--- Selected passage Enclosed Below ---
Understanding the Transformer-Coupled Current-Switching Class D Amplifier – Technical Articles

The previous article in this series introduced the transformer-coupled voltage-switching (TCVS) Class D amplifier. In this article, we’ll learn about another transformer-coupled Class D configuration—the transformer-coupled current-switching (TCCS) amplifier. We’ll go over the principles of its operation, analyze its performance, and work through an example where we determine its circuit parameters for a given load and output power.

The TCCS circuit is the final Class D amplifier we’ll cover in this series. For that reason, we’ll wrap up the article by comparing the requirements of the different Class D configurations we’ve discussed, including the TCCS amplifier.

The TCCS Configuration

Figure 1 shows the schematic of the TCCS amplifier.

Figure 1. Transformer-coupled current-switching Class D amplifier.

The TCVS schematic from the previous article is reproduced in Figure 2. Let’s briefly go over the similarities and differences between the two amplifiers.

Figure 2. Transformer-coupled voltage-switching (TCVS) Class D amplifier.

We’ll start with the similarities. Both amplifiers use a center-tapped input transformer (T₂) to produce opposite-polarity signals from the input signal. The center tap of T₂ is connected to ground; the opposite-polarity signals at the secondary of T₂ are used to drive two transistors (Q₁ and Q₂) hard enough that they act as switches. Q₁ and Q₂ operate on alternating half-cycles of the input signal.

Both circuits also use an output transformer (T₁) to combine the collector currents. In the TCVS configuration, however, the center tap of T₁ is directly connected to the power supply (V_CC). The TCCS amplifier connects the center tap to V_CC through an RF choke (RFC). Having a reactance of infinity at the switching frequency, the RF choke blocks AC currents and forces a constant current into the transformer center tap.

The center tap of T₁ is one of the two major differences between the configurations. The second difference is the load network. Unlike the voltage-switching arrangement, which uses a series RLC circuit as its load, the current-switching amplifier has a parallel RLC network at the output.
--- End of Enclosed Selected passage ---
→ What to work on
Change "Figure 1" to "Fig. 1" in the article on the current-switching Class D amplifier, and write out everything from "The TCCS circuit" down to "current-switching Class D amplifier." again with that change.
--- Records shown Enclosed Below ---
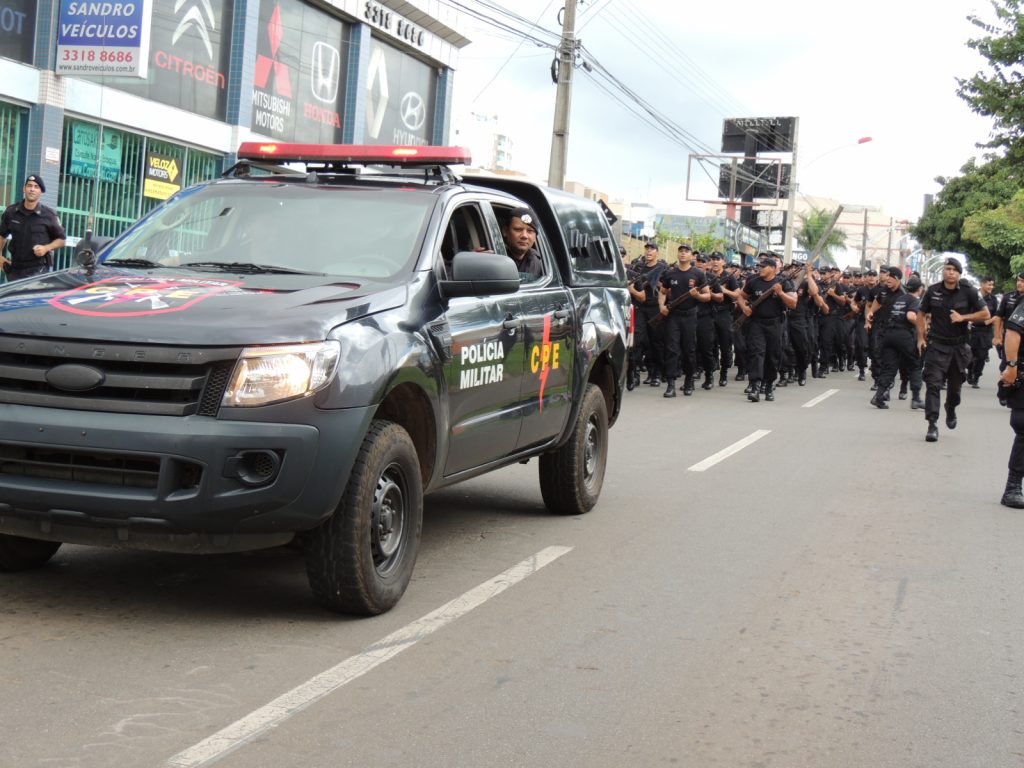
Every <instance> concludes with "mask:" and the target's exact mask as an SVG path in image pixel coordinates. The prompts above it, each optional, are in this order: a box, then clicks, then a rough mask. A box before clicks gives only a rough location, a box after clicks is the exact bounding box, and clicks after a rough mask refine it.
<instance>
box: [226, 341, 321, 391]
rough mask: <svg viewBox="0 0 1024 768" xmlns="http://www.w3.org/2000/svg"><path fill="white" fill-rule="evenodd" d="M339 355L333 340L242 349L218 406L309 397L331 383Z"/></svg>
--- End of Enclosed Records shown ---
--- Records shown Enclosed Below ---
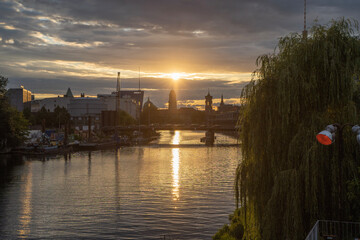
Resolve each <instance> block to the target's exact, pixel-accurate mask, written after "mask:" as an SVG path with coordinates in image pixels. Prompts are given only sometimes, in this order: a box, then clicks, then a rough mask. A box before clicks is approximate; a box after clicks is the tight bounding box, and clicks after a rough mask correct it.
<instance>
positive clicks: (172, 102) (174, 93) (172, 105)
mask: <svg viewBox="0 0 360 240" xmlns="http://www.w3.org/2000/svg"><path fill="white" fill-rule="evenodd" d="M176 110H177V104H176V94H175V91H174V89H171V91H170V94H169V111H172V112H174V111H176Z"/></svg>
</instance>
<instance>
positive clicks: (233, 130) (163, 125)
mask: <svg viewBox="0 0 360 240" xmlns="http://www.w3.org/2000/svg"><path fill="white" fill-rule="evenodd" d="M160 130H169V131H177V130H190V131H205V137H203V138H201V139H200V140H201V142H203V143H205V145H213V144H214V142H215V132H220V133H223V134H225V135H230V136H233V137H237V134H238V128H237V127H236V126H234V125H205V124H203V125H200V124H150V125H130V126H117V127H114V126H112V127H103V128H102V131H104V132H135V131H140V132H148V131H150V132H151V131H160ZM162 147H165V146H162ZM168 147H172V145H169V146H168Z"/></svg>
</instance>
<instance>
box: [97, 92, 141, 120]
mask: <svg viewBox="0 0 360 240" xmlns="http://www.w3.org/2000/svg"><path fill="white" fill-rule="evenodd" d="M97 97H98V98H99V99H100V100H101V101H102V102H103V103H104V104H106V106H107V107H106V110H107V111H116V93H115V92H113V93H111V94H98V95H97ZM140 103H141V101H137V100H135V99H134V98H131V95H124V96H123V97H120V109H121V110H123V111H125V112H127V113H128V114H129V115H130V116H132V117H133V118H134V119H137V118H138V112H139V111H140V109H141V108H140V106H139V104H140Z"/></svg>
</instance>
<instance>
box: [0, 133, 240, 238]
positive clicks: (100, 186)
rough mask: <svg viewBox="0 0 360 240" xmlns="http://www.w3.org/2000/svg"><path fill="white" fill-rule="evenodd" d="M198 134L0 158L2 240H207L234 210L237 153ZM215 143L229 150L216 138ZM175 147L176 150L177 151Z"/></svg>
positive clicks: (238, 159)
--- End of Enclosed Records shown ---
→ Exercise solution
The TCCS circuit is the final Class D amplifier we’ll cover in this series. For that reason, we’ll wrap up the article by comparing the requirements of the different Class D configurations we’ve discussed, including the TCCS amplifier.

The TCCS Configuration

Fig. 1 shows the schematic of the TCCS amplifier.

Fig. 1. Transformer-coupled current-switching Class D amplifier.